======== Records supplied

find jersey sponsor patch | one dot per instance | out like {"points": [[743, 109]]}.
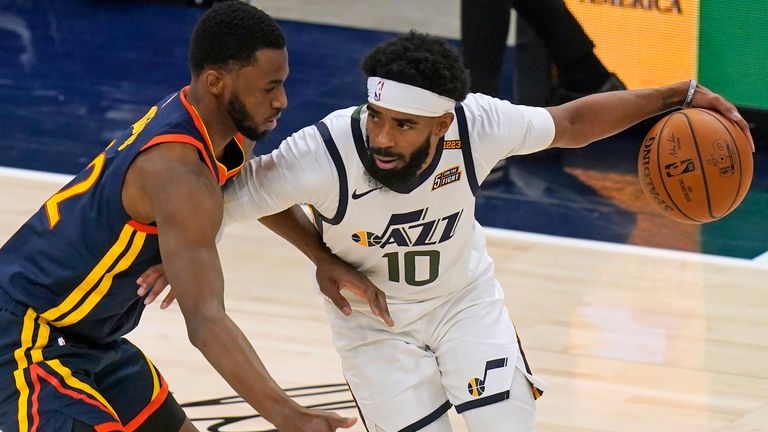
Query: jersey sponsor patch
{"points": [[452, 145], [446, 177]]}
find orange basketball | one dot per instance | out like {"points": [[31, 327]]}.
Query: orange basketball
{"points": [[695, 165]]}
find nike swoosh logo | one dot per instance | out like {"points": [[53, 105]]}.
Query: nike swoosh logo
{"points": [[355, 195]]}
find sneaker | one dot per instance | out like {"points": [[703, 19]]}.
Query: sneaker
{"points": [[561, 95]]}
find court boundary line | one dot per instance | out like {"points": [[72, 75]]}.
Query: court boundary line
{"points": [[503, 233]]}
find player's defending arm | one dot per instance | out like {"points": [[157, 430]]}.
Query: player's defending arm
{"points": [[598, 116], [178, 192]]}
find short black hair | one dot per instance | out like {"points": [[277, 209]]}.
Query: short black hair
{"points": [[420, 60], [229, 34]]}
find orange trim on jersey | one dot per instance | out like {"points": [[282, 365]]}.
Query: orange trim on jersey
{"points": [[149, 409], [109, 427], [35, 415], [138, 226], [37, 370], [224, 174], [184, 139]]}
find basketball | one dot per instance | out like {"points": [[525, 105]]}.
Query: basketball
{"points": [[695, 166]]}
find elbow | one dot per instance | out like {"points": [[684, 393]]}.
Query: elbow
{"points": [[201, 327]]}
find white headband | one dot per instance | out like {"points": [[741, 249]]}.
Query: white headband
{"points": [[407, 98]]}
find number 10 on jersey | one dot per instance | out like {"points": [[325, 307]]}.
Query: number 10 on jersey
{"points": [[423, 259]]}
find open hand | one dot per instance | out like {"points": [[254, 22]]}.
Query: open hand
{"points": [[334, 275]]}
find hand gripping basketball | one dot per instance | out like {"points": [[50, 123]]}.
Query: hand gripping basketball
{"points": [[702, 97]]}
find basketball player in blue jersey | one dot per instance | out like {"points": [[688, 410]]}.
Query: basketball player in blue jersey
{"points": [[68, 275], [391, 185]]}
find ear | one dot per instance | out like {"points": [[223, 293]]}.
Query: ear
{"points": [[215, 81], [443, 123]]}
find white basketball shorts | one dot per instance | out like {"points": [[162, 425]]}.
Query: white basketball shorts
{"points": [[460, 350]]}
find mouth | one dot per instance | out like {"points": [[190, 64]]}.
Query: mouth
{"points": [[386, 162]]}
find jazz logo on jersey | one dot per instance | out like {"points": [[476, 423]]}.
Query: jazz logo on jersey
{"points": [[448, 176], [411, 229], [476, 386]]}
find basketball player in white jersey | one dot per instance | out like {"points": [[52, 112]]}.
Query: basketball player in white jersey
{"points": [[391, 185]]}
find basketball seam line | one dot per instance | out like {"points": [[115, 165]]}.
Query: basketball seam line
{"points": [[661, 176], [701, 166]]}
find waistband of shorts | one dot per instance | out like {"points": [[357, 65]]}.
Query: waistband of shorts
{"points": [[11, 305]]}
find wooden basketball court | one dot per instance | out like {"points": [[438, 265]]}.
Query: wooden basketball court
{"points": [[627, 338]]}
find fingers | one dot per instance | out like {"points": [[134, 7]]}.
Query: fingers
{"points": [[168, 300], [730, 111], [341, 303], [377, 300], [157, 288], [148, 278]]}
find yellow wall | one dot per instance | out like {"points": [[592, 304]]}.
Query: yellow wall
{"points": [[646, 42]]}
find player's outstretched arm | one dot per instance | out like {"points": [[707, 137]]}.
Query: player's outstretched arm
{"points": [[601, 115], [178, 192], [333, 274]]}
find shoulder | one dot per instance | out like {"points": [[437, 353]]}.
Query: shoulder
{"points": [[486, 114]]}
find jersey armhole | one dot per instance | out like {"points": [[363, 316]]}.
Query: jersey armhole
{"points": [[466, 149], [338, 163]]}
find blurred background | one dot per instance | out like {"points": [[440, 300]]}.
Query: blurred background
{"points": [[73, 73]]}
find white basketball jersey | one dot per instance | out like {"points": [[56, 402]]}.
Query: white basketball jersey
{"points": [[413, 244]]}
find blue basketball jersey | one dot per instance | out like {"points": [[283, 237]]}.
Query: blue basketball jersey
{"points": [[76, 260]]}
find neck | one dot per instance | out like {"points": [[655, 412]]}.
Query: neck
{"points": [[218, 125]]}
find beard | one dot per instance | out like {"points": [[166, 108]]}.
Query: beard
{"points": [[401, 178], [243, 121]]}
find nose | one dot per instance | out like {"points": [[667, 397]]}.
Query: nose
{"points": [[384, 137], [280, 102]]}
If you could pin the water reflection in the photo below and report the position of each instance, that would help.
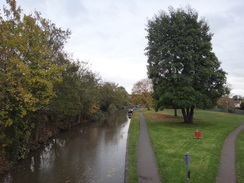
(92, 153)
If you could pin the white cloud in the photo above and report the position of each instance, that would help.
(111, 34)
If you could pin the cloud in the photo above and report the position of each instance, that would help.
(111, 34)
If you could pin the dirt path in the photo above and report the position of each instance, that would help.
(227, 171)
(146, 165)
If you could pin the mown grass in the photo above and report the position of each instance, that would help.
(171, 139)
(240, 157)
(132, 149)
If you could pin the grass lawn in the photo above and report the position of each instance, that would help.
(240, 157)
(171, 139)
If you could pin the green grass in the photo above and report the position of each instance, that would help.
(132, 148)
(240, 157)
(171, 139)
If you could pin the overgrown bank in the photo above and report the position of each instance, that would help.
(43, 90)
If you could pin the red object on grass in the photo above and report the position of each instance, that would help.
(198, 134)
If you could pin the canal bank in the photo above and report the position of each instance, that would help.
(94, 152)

================

Print every entry above again without changing a word, and omit the pictures.

find jersey sponsor patch | one dot per instance | out like {"points": [[743, 109]]}.
Query: jersey sponsor patch
{"points": [[452, 145], [446, 177]]}
find orange basketball | one dot per instance | out like {"points": [[31, 327]]}.
Query: orange basketball
{"points": [[695, 165]]}
find nike swoosh logo | one dot per instance | out like {"points": [[53, 105]]}.
Query: nike swoosh logo
{"points": [[355, 195]]}
find sneaker | one dot per instance | out like {"points": [[703, 19]]}.
Query: sneaker
{"points": [[561, 95]]}
find court boundary line | one dot per instance | out like {"points": [[72, 75]]}.
Query: court boundary line
{"points": [[503, 233]]}
find player's defending arm | one dot per instance | out like {"points": [[157, 430]]}.
Query: player's defending arm
{"points": [[598, 116], [178, 192]]}
find short black hair | one dot per instance | out like {"points": [[277, 209]]}.
Query: short black hair
{"points": [[420, 60], [229, 34]]}
find orange trim on jersey | one dot per instance | out like {"points": [[282, 365]]}.
Query: orange trim on jersey
{"points": [[149, 409], [109, 427], [35, 415], [138, 226], [37, 370], [224, 174], [184, 139]]}
find basketball | one dot per instance | out like {"points": [[525, 105]]}.
Query: basketball
{"points": [[695, 166]]}
find elbow | one dot per instance | out like {"points": [[684, 393]]}.
Query: elbow
{"points": [[201, 327]]}
find white headband | one dot per instance | out like {"points": [[741, 249]]}.
Query: white headband
{"points": [[407, 98]]}
find number 10 on jersey | one dot per instance | out like {"points": [[325, 307]]}.
Query: number 10 on jersey
{"points": [[423, 259]]}
find open hand | one dot per instance | out like {"points": [[254, 22]]}.
Query: open hand
{"points": [[334, 275]]}
find hand gripping basketball | one dot per instance | out like {"points": [[50, 123]]}.
Query: hand gripping basketball
{"points": [[702, 97]]}
find basketball player in blue jersey | one dot per instance | out like {"points": [[688, 410]]}.
Query: basketball player in blue jersey
{"points": [[68, 275], [391, 185]]}
find ear | one dot per instance | out like {"points": [[223, 293]]}.
Query: ear
{"points": [[215, 81], [443, 123]]}
find white basketball shorts | one dot per instance | out like {"points": [[162, 425]]}.
Query: white basketball shorts
{"points": [[460, 350]]}
find mouth | one dot per instance | out like {"points": [[190, 64]]}.
Query: mouth
{"points": [[386, 162]]}
find jazz logo on jersey | one dot per instance | out like {"points": [[476, 423]]}.
Query: jazz logo on jersey
{"points": [[448, 176], [411, 229], [476, 386]]}
find basketball player in white jersey | one dot per instance | out like {"points": [[52, 112]]}.
Query: basketball player in white jersey
{"points": [[391, 185]]}
find basketball seam line | one dot per instance | out like {"points": [[115, 165]]}.
Query: basketball seam line
{"points": [[661, 176], [701, 166]]}
find waistband of shorts | one dot per instance | out like {"points": [[357, 65]]}.
Query: waistband of shorts
{"points": [[11, 305]]}
find wooden basketball court | one dot per instance | out like {"points": [[438, 265]]}.
Query: wooden basketball court
{"points": [[627, 338]]}
find fingers | one dot per instance | out like {"points": [[134, 7]]}.
Query: fingers
{"points": [[168, 300], [730, 111], [341, 303], [377, 300], [157, 288], [148, 278]]}
find yellow wall | one dot per instance | out like {"points": [[592, 304]]}.
Query: yellow wall
{"points": [[646, 42]]}
find player's outstretched arm | one dot per instance | out like {"points": [[707, 137]]}.
Query: player's outstretched arm
{"points": [[601, 115], [178, 192], [333, 274]]}
find shoulder | one dot per instance | out like {"points": [[437, 353]]}.
Query: shoulder
{"points": [[486, 114]]}
find jersey armhole | one dot per instance | out like {"points": [[363, 316]]}.
Query: jersey armhole
{"points": [[466, 149], [338, 163]]}
find blurred background | one dot per instance | out like {"points": [[440, 300]]}.
Query: blurred background
{"points": [[73, 73]]}
find white basketball jersey | one dot per instance | out like {"points": [[56, 402]]}.
Query: white basketball jersey
{"points": [[413, 244]]}
find blue basketball jersey | one dot per instance | out like {"points": [[283, 237]]}.
Query: blue basketball jersey
{"points": [[76, 260]]}
find neck | one dot per instance | out like {"points": [[655, 412]]}.
Query: neck
{"points": [[218, 125]]}
find beard | one dot per instance | out like {"points": [[166, 108]]}.
Query: beard
{"points": [[401, 178], [243, 121]]}
find nose | one dot per instance | out like {"points": [[667, 397]]}.
Query: nose
{"points": [[384, 137], [280, 102]]}
If you could pin the water reflection in the photo below and report the position of each instance, that would help.
(92, 153)
If you could pin the white cloud in the photo above and report the position of each instance, that would help.
(111, 34)
If you could pin the cloud in the photo above and report the position of each instance, that would help.
(111, 34)
If you could pin the dirt path in the photo above and report the position of each instance, that would help.
(227, 171)
(146, 165)
If you could pin the mown grass in the photo above and report the position of each instance, that would help.
(171, 139)
(240, 157)
(132, 149)
If you could pin the grass lawn in the photo above and report the position of each instance, that would help.
(240, 157)
(171, 139)
If you could pin the green grass in the photo above and report the position of each instance, that would help.
(132, 148)
(240, 157)
(171, 139)
If you could pin the overgrown bank in the photo above and report the position of each instance, that would help.
(43, 90)
If you could pin the red object on grass in the photo above and report the position of each instance, that would help.
(198, 134)
If you could pin the canal bank in the photo above and report the position of each instance, that would help.
(94, 152)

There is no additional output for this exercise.